* Work required: Count how many lines of the records below contain the string "sneaker". Reply with that number alone.

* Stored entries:
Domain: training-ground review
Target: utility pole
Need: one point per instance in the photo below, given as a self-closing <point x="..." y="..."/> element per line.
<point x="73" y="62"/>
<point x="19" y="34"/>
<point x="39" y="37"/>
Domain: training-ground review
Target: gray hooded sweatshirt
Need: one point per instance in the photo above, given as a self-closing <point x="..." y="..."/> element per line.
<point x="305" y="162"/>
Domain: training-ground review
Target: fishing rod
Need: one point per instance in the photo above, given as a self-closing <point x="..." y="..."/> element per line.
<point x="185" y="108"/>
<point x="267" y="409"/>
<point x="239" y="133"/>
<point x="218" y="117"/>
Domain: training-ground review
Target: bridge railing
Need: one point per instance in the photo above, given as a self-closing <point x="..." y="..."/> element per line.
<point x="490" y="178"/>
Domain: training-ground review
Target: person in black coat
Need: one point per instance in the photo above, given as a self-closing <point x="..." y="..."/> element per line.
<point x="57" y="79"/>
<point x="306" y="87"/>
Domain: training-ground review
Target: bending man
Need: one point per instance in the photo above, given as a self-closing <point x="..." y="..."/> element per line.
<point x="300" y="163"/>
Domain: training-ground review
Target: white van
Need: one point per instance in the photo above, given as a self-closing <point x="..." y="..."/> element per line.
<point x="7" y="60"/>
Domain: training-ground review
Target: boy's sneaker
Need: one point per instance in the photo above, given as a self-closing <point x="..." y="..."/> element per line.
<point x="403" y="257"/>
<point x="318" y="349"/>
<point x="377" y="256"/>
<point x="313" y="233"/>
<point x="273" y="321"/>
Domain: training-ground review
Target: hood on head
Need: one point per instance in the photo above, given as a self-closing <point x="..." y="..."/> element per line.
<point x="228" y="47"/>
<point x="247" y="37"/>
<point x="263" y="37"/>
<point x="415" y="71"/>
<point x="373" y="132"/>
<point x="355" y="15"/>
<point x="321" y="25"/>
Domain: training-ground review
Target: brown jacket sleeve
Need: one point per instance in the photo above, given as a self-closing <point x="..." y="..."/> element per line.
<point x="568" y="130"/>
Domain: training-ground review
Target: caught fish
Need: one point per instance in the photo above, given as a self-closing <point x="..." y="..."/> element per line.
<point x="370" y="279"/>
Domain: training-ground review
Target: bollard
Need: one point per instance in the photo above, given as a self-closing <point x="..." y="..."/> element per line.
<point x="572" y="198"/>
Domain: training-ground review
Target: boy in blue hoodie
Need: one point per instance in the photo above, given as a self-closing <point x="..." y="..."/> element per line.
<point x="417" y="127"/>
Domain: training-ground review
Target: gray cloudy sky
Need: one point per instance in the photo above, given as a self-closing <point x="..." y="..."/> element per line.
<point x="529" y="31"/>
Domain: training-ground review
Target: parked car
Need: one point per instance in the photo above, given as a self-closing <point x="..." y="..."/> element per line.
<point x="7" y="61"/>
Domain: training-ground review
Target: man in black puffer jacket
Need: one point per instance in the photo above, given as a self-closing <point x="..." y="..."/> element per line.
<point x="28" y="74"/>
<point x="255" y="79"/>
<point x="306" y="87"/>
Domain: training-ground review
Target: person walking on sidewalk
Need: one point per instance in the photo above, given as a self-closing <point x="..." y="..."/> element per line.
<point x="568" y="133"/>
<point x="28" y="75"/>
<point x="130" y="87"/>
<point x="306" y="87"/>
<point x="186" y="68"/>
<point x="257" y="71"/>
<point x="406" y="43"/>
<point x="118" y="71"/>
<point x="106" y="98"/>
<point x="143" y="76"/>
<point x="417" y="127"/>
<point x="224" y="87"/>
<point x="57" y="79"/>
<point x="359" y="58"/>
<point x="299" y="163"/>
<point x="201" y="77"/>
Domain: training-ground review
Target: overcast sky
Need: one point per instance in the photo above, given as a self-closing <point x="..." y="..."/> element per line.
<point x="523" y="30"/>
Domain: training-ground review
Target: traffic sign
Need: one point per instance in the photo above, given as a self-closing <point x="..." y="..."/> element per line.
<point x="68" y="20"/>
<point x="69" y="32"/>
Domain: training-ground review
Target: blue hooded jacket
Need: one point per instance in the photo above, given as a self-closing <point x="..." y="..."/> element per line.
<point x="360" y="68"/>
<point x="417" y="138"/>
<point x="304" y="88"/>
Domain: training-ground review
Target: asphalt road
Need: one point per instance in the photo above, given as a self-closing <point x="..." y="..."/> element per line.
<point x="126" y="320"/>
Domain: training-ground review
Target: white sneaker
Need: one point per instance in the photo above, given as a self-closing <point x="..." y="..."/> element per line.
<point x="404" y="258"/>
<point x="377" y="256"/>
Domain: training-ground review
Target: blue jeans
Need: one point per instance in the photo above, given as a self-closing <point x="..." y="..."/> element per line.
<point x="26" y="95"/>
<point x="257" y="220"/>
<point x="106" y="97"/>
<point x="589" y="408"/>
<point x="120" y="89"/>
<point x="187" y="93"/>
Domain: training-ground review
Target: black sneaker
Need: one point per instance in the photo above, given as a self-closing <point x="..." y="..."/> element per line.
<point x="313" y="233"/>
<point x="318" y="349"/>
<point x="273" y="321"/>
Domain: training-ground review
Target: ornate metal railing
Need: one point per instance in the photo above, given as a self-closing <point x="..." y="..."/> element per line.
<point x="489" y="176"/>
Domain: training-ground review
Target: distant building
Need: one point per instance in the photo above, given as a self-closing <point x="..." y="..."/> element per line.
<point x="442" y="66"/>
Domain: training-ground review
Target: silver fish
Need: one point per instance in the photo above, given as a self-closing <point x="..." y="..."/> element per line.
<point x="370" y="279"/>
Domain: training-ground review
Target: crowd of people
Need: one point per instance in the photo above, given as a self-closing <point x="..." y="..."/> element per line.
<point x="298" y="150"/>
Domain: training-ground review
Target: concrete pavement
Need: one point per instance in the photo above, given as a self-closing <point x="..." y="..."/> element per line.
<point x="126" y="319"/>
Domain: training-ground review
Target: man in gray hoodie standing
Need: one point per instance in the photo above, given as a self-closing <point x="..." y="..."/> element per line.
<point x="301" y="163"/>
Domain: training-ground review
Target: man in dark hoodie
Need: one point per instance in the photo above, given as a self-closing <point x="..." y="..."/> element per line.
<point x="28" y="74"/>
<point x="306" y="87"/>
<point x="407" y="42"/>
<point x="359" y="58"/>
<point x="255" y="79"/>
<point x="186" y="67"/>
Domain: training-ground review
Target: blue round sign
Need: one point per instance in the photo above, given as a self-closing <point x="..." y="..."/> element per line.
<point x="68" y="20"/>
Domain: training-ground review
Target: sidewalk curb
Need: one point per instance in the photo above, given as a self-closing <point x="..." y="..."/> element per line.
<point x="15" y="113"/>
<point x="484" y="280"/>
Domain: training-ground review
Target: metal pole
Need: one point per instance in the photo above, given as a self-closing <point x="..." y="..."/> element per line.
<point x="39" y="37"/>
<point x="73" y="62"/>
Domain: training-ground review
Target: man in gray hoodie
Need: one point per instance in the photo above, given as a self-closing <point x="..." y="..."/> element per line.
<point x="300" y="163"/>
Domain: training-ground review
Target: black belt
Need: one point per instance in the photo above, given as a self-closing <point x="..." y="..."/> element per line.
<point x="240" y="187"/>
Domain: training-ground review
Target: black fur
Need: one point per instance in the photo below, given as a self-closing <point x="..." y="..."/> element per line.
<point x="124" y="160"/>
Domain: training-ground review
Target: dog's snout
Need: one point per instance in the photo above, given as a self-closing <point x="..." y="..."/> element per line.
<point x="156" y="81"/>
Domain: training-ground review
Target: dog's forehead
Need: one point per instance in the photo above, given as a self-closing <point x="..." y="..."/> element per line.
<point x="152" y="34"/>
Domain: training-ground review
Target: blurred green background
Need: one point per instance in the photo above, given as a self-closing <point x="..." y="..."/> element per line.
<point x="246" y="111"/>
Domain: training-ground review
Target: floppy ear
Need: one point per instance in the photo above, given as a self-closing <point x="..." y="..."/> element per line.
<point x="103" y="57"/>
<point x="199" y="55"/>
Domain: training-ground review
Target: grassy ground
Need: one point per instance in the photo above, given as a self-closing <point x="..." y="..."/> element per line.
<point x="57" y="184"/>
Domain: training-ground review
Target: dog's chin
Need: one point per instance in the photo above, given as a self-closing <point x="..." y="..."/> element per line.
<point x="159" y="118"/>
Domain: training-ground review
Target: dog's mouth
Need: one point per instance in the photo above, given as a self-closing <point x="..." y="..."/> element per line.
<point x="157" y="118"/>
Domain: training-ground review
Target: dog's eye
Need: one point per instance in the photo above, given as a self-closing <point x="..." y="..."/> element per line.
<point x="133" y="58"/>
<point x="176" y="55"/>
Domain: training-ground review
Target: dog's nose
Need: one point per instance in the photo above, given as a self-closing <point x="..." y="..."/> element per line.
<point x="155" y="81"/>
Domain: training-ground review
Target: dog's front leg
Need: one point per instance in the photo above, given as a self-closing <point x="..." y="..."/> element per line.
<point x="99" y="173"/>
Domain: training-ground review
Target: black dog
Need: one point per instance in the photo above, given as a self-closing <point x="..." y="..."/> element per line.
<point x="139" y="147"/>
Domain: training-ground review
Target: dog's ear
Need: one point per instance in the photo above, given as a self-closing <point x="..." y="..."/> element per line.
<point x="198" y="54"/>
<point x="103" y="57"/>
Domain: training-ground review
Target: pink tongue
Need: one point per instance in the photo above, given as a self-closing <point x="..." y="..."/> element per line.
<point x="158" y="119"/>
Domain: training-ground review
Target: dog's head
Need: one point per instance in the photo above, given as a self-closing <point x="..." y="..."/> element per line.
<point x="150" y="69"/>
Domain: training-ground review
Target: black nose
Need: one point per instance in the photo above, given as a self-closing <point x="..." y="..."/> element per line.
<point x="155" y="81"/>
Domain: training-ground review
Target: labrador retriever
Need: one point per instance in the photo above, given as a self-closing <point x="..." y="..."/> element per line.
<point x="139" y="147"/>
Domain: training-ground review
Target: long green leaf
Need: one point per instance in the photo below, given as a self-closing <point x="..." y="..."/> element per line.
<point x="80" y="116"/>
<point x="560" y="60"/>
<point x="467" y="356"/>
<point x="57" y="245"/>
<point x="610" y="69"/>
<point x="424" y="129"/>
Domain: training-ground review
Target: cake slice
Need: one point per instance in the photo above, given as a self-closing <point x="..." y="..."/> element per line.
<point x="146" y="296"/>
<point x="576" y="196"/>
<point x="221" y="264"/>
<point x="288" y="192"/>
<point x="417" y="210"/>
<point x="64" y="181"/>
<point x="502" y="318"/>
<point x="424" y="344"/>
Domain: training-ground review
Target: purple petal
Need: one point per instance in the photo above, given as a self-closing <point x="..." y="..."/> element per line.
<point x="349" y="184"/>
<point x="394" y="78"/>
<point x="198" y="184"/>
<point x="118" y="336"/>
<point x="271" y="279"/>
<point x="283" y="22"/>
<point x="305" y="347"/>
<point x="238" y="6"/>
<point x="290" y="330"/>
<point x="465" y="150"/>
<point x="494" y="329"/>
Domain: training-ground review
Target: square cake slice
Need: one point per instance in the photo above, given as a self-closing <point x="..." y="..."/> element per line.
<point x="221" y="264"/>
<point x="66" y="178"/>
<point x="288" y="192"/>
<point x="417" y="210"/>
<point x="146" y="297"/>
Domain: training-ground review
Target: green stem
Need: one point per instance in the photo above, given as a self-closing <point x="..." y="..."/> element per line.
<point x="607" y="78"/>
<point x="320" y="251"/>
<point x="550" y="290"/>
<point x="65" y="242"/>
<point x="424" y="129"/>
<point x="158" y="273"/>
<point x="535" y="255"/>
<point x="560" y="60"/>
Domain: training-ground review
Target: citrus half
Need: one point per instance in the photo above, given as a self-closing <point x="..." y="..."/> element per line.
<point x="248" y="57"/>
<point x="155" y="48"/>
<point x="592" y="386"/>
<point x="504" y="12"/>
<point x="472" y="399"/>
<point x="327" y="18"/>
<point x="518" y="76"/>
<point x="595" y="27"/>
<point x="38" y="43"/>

* Exercise result: 3